> [Extracted records]:
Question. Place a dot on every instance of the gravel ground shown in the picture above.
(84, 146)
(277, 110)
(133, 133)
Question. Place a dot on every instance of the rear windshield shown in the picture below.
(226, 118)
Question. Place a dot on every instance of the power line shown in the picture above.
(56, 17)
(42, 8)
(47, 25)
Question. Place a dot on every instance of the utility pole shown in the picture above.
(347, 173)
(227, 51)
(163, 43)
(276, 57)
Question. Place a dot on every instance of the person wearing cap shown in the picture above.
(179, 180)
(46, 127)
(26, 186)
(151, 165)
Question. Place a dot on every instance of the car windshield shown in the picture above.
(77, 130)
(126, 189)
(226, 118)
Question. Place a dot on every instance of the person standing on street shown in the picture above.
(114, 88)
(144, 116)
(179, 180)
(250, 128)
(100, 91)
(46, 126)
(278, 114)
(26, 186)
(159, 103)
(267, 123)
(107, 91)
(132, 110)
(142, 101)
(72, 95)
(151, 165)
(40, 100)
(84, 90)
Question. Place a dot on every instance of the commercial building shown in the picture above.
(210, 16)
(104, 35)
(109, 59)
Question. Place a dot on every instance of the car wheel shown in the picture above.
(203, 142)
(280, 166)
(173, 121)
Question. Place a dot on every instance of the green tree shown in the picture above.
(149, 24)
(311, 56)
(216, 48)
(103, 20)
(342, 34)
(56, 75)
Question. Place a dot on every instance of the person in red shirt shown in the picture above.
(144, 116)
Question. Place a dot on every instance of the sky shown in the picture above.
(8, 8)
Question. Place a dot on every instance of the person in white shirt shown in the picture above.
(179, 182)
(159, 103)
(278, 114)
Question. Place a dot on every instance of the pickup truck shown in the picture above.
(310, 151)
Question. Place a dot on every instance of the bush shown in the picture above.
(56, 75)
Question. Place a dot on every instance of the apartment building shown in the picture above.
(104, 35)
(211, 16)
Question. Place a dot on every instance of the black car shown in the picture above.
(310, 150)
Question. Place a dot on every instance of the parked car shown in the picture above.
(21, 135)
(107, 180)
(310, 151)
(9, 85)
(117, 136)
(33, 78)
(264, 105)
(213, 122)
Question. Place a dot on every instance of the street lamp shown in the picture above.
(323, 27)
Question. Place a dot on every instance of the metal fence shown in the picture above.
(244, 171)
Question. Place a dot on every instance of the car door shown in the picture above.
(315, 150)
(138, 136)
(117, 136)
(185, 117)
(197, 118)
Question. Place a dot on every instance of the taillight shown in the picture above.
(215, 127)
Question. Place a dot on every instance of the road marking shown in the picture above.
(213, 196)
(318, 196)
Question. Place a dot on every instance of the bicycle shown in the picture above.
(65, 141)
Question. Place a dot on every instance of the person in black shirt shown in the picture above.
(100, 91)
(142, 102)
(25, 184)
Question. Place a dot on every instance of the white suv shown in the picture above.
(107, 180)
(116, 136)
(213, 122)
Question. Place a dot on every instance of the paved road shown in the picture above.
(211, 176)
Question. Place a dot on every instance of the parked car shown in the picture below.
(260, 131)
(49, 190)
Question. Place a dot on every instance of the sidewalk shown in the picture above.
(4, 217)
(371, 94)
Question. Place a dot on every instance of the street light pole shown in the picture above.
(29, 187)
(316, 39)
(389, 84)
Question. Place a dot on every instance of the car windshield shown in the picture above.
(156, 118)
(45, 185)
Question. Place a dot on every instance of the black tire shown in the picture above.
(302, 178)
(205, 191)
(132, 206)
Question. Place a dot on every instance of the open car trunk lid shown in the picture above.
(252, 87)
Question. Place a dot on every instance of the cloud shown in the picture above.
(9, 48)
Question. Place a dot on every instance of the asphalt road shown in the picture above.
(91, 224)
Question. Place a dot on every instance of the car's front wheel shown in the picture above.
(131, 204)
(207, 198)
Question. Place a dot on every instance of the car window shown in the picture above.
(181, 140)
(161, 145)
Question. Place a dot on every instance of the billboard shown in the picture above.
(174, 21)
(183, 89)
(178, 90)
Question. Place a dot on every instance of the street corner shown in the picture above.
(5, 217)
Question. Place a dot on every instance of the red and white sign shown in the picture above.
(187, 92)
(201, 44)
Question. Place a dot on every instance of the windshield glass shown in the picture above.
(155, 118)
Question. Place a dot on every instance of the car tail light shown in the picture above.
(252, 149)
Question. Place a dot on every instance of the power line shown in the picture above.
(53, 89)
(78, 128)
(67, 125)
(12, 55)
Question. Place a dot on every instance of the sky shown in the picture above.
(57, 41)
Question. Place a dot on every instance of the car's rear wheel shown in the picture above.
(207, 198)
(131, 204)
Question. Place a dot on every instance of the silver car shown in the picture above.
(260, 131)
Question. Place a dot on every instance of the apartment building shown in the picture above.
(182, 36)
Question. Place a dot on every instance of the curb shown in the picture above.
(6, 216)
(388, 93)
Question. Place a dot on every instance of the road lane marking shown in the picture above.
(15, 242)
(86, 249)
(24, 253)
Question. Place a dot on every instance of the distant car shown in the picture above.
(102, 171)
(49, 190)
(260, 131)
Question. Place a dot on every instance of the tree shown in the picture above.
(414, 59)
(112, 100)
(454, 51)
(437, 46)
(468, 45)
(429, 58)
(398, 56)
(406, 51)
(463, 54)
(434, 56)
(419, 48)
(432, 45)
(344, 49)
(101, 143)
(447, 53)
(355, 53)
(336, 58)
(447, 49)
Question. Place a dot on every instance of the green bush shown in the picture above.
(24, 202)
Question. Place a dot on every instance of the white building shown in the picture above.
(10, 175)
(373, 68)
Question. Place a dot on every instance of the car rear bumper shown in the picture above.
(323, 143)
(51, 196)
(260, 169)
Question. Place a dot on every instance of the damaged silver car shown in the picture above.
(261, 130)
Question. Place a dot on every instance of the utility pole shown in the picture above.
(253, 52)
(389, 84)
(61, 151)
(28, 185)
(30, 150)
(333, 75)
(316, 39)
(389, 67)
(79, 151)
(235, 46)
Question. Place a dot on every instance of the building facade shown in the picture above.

> [Requirements]:
Rewrite the records as a numbered list, from the line containing "Question. Place a dot on every instance of the curb" up to and including their final line, leaving out any blank lines.

> [Answer in full]:
1. Question. Place a dot on every instance of the curb shown in the picture above.
2. (6, 216)
3. (388, 93)
4. Question. Place a dot on every instance of the road lane marking shown in the picture above.
5. (15, 242)
6. (86, 249)
7. (24, 253)
8. Question. Place a dot on every instance of the distant car shown in the picture above.
9. (102, 171)
10. (49, 190)
11. (260, 131)
12. Question. Place a dot on every instance of the tree shown in the picture above.
13. (414, 59)
14. (112, 100)
15. (454, 51)
16. (437, 46)
17. (468, 45)
18. (429, 58)
19. (398, 56)
20. (406, 51)
21. (463, 54)
22. (434, 56)
23. (419, 48)
24. (432, 45)
25. (344, 49)
26. (101, 143)
27. (447, 53)
28. (355, 53)
29. (336, 58)
30. (447, 49)
31. Question. Place a dot on every instance of the green bush shown in the picture above.
32. (24, 202)
33. Question. Place a dot on every instance of the white building shown in the picture above.
34. (10, 175)
35. (373, 68)
36. Question. Place a dot on every instance of the car rear bumper shown in the picture above.
37. (323, 143)
38. (51, 196)
39. (260, 169)
40. Question. Place a dot on every instance of the damaged silver car shown in the picture above.
41. (261, 130)
42. Question. Place a dot on every instance of the utility pole shown in the picture above.
43. (253, 52)
44. (389, 84)
45. (61, 151)
46. (28, 185)
47. (30, 150)
48. (333, 75)
49. (316, 39)
50. (389, 67)
51. (79, 151)
52. (235, 46)
53. Question. Place a dot on every instance of the building facade shown in the picture above.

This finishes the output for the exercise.